Set exercise -> Your task is to print every entry below exactly as given.

The input ->
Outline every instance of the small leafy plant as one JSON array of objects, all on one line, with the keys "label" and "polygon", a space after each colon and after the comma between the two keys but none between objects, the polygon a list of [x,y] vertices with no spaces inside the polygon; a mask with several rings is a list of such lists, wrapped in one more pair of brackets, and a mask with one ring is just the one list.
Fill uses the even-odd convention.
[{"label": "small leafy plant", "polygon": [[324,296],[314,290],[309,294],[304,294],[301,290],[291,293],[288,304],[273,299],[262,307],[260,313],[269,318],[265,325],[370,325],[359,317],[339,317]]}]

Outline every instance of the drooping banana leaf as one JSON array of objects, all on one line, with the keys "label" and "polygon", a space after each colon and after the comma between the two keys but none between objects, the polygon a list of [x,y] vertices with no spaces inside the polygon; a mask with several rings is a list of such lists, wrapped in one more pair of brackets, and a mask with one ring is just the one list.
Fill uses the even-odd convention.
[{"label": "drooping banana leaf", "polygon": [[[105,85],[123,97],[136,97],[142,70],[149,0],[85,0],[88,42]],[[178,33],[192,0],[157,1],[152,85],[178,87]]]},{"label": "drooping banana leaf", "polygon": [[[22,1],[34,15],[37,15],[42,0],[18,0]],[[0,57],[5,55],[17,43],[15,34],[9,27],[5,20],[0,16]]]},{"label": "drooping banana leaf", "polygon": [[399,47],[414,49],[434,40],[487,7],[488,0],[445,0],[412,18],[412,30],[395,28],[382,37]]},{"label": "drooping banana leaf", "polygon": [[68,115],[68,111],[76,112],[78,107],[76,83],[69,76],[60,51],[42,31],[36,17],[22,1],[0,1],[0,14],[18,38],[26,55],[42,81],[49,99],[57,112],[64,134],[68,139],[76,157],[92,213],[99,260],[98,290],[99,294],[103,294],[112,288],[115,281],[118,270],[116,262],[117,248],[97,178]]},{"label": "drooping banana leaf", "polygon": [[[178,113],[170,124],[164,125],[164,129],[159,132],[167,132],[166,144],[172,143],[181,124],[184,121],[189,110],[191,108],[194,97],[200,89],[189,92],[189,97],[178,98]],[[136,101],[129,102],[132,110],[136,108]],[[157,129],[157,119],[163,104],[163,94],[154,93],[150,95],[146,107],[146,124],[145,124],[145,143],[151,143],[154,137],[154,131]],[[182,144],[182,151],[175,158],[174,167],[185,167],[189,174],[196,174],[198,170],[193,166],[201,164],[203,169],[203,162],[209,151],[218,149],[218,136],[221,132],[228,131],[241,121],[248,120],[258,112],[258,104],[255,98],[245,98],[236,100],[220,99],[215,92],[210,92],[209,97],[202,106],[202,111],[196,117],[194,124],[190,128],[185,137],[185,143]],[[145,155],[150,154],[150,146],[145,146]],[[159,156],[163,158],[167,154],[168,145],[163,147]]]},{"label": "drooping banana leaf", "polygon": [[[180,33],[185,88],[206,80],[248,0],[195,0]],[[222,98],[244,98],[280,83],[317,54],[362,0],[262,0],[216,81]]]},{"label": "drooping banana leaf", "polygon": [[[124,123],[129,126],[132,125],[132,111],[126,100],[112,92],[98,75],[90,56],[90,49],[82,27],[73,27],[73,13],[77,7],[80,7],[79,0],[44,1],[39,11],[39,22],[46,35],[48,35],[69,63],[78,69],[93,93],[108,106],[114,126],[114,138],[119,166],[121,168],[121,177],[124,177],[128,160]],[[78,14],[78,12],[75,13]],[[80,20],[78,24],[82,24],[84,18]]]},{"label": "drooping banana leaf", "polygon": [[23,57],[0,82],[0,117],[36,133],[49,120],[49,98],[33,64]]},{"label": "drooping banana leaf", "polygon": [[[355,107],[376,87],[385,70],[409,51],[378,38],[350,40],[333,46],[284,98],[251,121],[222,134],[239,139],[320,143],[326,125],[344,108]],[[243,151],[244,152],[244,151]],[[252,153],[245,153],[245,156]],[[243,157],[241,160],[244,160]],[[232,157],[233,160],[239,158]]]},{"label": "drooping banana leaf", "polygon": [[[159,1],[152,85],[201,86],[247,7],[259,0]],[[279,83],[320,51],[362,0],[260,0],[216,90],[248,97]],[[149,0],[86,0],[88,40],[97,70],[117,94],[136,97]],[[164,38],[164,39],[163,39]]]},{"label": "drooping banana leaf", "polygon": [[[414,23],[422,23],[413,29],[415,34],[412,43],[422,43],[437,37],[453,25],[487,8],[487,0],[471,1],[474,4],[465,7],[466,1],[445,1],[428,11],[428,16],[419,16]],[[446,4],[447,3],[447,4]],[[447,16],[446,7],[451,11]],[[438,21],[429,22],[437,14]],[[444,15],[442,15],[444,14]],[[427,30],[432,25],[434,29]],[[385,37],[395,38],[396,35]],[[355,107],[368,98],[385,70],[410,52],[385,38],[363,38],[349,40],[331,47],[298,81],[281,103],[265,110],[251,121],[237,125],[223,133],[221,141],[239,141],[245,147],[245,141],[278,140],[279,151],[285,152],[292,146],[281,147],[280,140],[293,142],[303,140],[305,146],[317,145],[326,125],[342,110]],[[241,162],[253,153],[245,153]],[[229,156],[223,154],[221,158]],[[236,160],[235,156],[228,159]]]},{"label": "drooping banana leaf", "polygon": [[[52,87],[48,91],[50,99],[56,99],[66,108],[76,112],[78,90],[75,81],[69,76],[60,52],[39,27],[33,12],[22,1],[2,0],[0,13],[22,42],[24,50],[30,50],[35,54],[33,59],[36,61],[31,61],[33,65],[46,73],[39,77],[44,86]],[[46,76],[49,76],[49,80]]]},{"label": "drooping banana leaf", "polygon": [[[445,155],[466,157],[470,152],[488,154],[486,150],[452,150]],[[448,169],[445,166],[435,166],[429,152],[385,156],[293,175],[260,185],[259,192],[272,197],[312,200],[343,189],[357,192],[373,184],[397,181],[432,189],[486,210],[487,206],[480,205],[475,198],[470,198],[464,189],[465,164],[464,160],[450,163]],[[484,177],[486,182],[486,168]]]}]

Answer for this exercise ->
Outline every instance of the small leafy plant as one JSON array of objects, all on one line, with the keys "label" and "polygon", a space after each colon and after the comma between the two keys but none between objects, the polygon a list of [x,y] vertices with no spaces inside the polygon; a mask with several rings is a list of such lists, wrapped in one more pair of brackets, and a mask with one ring is just the one list.
Fill uses the even-odd convention.
[{"label": "small leafy plant", "polygon": [[324,296],[314,290],[309,294],[304,294],[301,290],[291,293],[288,304],[273,299],[262,307],[260,313],[269,318],[265,325],[370,325],[359,317],[339,317]]}]

Outline every instance of the drooping banana leaf as one JSON array of objects, all on one line, with the keys "label" and "polygon", a space after each colon and after the comma between the two keys but none between objects, the polygon a list of [x,y] vertices with no spaces inside the polygon; a mask with several rings is a list of such lists, wrapped in one more pair of brackets, and a mask with one ring is just the one list.
Fill uses the even-odd convention.
[{"label": "drooping banana leaf", "polygon": [[[105,85],[123,97],[136,97],[142,70],[149,0],[85,0],[88,42]],[[178,33],[192,0],[157,1],[152,85],[178,87]]]},{"label": "drooping banana leaf", "polygon": [[[22,1],[34,15],[37,15],[42,0],[18,0]],[[0,57],[5,55],[17,43],[15,34],[9,27],[5,20],[0,16]]]},{"label": "drooping banana leaf", "polygon": [[399,47],[414,49],[434,40],[487,7],[488,0],[445,0],[412,18],[412,30],[395,28],[382,37]]},{"label": "drooping banana leaf", "polygon": [[68,115],[68,111],[76,112],[78,107],[76,83],[69,76],[60,51],[42,31],[36,17],[22,1],[0,1],[0,14],[18,38],[26,55],[42,81],[49,99],[57,112],[64,134],[68,139],[76,157],[92,213],[99,260],[98,290],[99,294],[103,294],[112,288],[115,281],[118,270],[116,262],[117,248],[97,178]]},{"label": "drooping banana leaf", "polygon": [[[178,113],[170,124],[164,125],[164,129],[159,132],[167,132],[166,144],[172,143],[181,124],[184,121],[189,110],[191,108],[194,97],[200,89],[189,92],[189,97],[178,98]],[[136,101],[129,102],[132,110],[136,108]],[[157,129],[157,119],[163,104],[163,94],[154,93],[150,95],[146,107],[146,124],[145,124],[145,143],[151,143],[154,137],[154,131]],[[182,144],[182,151],[175,158],[174,167],[185,167],[189,174],[196,174],[198,170],[193,166],[201,164],[203,169],[203,162],[209,151],[218,149],[218,136],[221,132],[228,131],[241,121],[248,120],[258,112],[258,104],[255,98],[245,98],[236,100],[220,99],[215,92],[210,92],[209,97],[202,106],[202,111],[196,117],[194,124],[190,128],[185,137],[185,143]],[[145,155],[150,154],[150,146],[145,146]],[[159,156],[163,158],[167,154],[168,145],[163,147]]]},{"label": "drooping banana leaf", "polygon": [[[180,33],[185,88],[206,80],[248,0],[195,0]],[[222,98],[244,98],[280,83],[317,54],[362,0],[262,0],[216,81]]]},{"label": "drooping banana leaf", "polygon": [[[124,123],[129,126],[132,125],[132,111],[126,100],[112,92],[98,75],[90,56],[90,49],[82,27],[73,27],[73,13],[77,7],[80,7],[79,0],[44,1],[39,11],[39,22],[46,35],[48,35],[69,63],[78,69],[93,93],[108,106],[114,126],[114,138],[119,166],[121,168],[121,177],[124,177],[128,160]],[[78,14],[78,12],[75,13]],[[80,20],[78,24],[82,24],[84,18]]]},{"label": "drooping banana leaf", "polygon": [[23,57],[0,82],[0,117],[36,133],[49,120],[49,98],[33,64]]},{"label": "drooping banana leaf", "polygon": [[[355,107],[376,87],[385,70],[409,51],[378,38],[350,40],[333,46],[284,98],[251,121],[222,134],[239,139],[320,143],[326,125],[344,108]],[[243,151],[244,152],[244,151]],[[252,153],[245,153],[245,156]],[[243,157],[241,160],[244,160]],[[232,157],[233,160],[239,158]]]},{"label": "drooping banana leaf", "polygon": [[[159,1],[152,85],[201,86],[247,7],[259,0]],[[279,83],[320,51],[362,0],[260,0],[216,90],[248,97]],[[149,0],[86,0],[88,40],[97,70],[117,94],[136,97]],[[164,38],[164,39],[163,39]]]},{"label": "drooping banana leaf", "polygon": [[[414,23],[422,23],[413,29],[415,34],[412,43],[422,43],[437,37],[453,25],[487,8],[487,0],[471,1],[474,4],[465,7],[466,1],[445,1],[428,11],[428,16],[419,16]],[[446,4],[447,3],[447,4]],[[447,16],[446,7],[451,11]],[[438,21],[429,22],[437,14]],[[444,15],[442,15],[444,14]],[[427,30],[432,25],[434,29]],[[385,37],[395,38],[396,35]],[[355,107],[368,98],[385,70],[410,52],[385,38],[363,38],[349,40],[331,47],[298,81],[281,103],[265,110],[251,121],[237,125],[223,133],[221,141],[239,141],[245,147],[245,141],[278,140],[279,151],[285,152],[292,146],[281,147],[280,140],[293,142],[303,140],[305,146],[317,145],[326,125],[342,110]],[[241,162],[253,153],[245,153]],[[229,156],[223,154],[221,158]],[[236,160],[235,156],[228,159]]]},{"label": "drooping banana leaf", "polygon": [[[52,87],[48,91],[50,99],[56,99],[66,108],[76,112],[78,90],[75,81],[69,76],[60,52],[39,27],[33,12],[22,1],[2,0],[0,13],[22,42],[24,50],[30,50],[35,54],[33,59],[36,61],[31,61],[33,65],[46,73],[39,77],[44,86]],[[46,76],[49,76],[49,80]]]},{"label": "drooping banana leaf", "polygon": [[[445,155],[466,157],[470,152],[488,154],[486,150],[452,150]],[[448,169],[445,166],[435,166],[429,152],[385,156],[293,175],[260,185],[259,192],[272,197],[312,200],[343,189],[357,192],[373,184],[397,181],[432,189],[486,210],[487,206],[480,205],[475,198],[470,198],[464,189],[465,164],[464,160],[450,163]],[[484,177],[486,182],[486,168]]]}]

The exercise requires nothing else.